ERIC WILDCAT HALL was born on May 21, 1959 and is of unenrolled Arapaho, Cherokee, and Seneca Native American Indian, 3/16 blood. From a young age, he has known and identified himself as being Native American Indian.

At 8 1/2 years old, Wildcat became a ward of the state of Pennsylvania when he was taken from his family and placed in foster care. Such was unsuccessful and he was then placed in an adolescent/teen facility at the age of 10 where he was kept until he was 12. This was followed by another three years of foster home placement. In 1974. after running away and returning to the home of his grandmother. He was apprehended and placed into a juvenile facility. There, he began using marijuana and inhalants. This use was undetected.

After seven months, Wildcat was released to the care of his family. The marijuana use continued along with alcohol and narcotics experimentation. In 1976, he was again placed in the juvenile facility where his marijuana use continued until he sentenced to a maximum security unit at the juvenile facility for certified juveniles for a sentence of 1 1/2 to 3 years.

Wildcat was released in 1977 and went to North Carolina where he worked in a textile finishing mill for a few months. From then until March 1979, he traveled extensively in the Western U.S. intermittently working as an agricultural laborer around the Yuma, AZ area snipping lemons, clearing fields of rocks and roots, driving tractor as day labor, or staying at a work camp for three weeks and two irrigation jobs in Oregon.

During this time between work, Wildcat hopped and rode burglarized freight cars of freight trains and occasionally freely guided groups of Mexicans to Los Angeles, CA from the El Paso, TX area utilizing the railroad rail system. Also, during the two years he lived on the skidrow of Phoenix, AZ and was exposed to the harsh realities that he heretofore had not known about. The harassment, exploitation, and brutal assaults upon Native peoples of different statuses: employed, students, homeless, alcoholic, and mentally ill by the police, employers, and other racist elements of dominant society.

========================================================================

> [Exercise task A] In the listing, from the line containing "Task: annotate every instance of the distant" through the end of the listing, inclusive, replace "mountain ridge" with "mountain crest" and reproduce those lines with nothing else altered.
The biographical page above has no connection to the listing that follows.

========================================================================

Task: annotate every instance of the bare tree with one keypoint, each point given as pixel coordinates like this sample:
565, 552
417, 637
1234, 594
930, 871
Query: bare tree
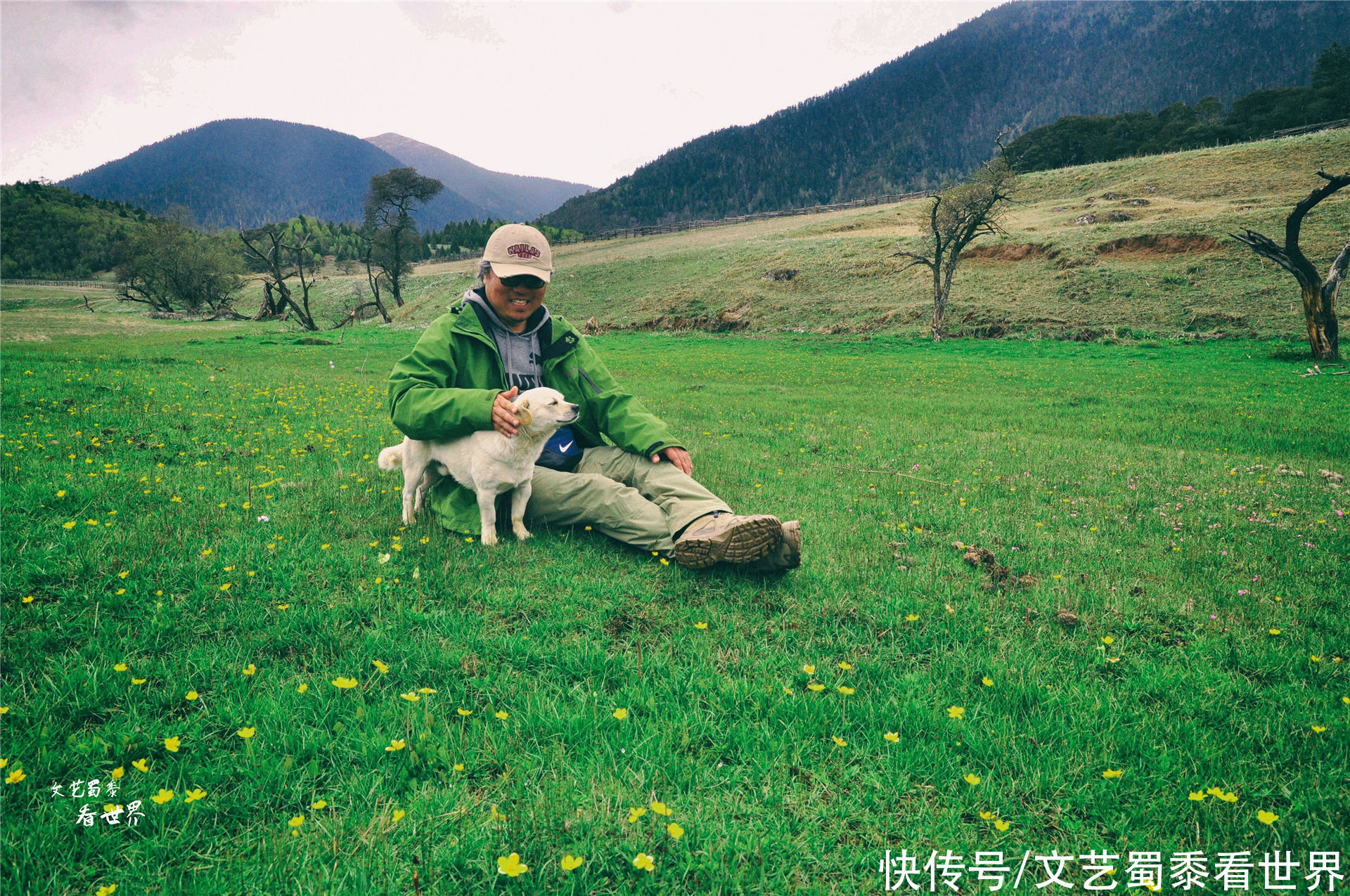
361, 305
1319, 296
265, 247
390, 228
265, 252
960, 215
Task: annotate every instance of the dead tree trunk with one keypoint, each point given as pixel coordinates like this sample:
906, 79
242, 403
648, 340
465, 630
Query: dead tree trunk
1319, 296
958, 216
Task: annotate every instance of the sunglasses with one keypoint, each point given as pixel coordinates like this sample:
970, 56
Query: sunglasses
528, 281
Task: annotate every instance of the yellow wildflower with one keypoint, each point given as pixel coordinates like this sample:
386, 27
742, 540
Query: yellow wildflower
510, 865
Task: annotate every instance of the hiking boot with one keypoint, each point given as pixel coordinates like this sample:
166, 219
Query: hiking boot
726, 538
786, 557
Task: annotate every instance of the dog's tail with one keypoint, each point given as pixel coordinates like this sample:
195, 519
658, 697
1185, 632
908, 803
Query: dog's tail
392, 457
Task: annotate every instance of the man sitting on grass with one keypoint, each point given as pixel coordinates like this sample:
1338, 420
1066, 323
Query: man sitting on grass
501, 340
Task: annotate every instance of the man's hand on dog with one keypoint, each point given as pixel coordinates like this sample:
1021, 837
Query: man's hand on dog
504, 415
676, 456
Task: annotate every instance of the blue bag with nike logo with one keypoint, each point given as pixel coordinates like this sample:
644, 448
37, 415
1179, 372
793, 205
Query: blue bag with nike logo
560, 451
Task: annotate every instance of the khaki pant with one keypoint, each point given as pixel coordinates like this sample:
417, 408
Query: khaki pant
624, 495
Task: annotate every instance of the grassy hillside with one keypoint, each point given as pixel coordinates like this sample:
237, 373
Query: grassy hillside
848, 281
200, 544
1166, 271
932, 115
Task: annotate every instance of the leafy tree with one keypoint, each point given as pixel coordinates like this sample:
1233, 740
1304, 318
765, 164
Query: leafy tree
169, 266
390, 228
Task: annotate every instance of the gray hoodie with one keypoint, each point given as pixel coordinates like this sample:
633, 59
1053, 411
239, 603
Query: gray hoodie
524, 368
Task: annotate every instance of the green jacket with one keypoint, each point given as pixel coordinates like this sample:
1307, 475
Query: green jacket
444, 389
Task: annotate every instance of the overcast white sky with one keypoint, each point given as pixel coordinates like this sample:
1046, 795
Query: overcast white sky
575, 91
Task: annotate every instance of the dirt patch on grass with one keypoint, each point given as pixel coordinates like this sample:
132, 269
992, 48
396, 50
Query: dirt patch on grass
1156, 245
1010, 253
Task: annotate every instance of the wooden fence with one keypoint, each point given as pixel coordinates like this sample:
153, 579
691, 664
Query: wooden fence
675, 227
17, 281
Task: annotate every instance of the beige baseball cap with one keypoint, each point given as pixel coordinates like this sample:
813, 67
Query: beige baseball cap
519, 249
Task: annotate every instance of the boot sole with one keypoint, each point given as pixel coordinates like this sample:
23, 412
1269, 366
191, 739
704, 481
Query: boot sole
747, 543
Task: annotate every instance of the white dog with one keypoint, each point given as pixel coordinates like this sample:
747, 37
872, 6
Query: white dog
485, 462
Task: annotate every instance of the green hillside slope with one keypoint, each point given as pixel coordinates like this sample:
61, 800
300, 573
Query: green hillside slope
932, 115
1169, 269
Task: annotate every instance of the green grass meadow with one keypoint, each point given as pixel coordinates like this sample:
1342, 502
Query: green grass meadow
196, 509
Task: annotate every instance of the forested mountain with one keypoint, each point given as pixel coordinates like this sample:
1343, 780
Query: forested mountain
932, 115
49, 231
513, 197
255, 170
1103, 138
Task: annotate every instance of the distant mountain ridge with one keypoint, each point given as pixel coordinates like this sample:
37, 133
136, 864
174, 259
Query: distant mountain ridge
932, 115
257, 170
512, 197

========================================================================

> [Exercise task B] According to the biographical page, what job did Wildcat hold in North Carolina after his 1977 release?

> [Final result A]
Task: annotate every instance of the distant mountain crest with one keypoint, each point given as pixel coordinates like this sample:
37, 133
136, 864
174, 259
Query: distant mountain crest
932, 115
257, 170
512, 197

> [Final result B] He worked in a textile finishing mill for a few months.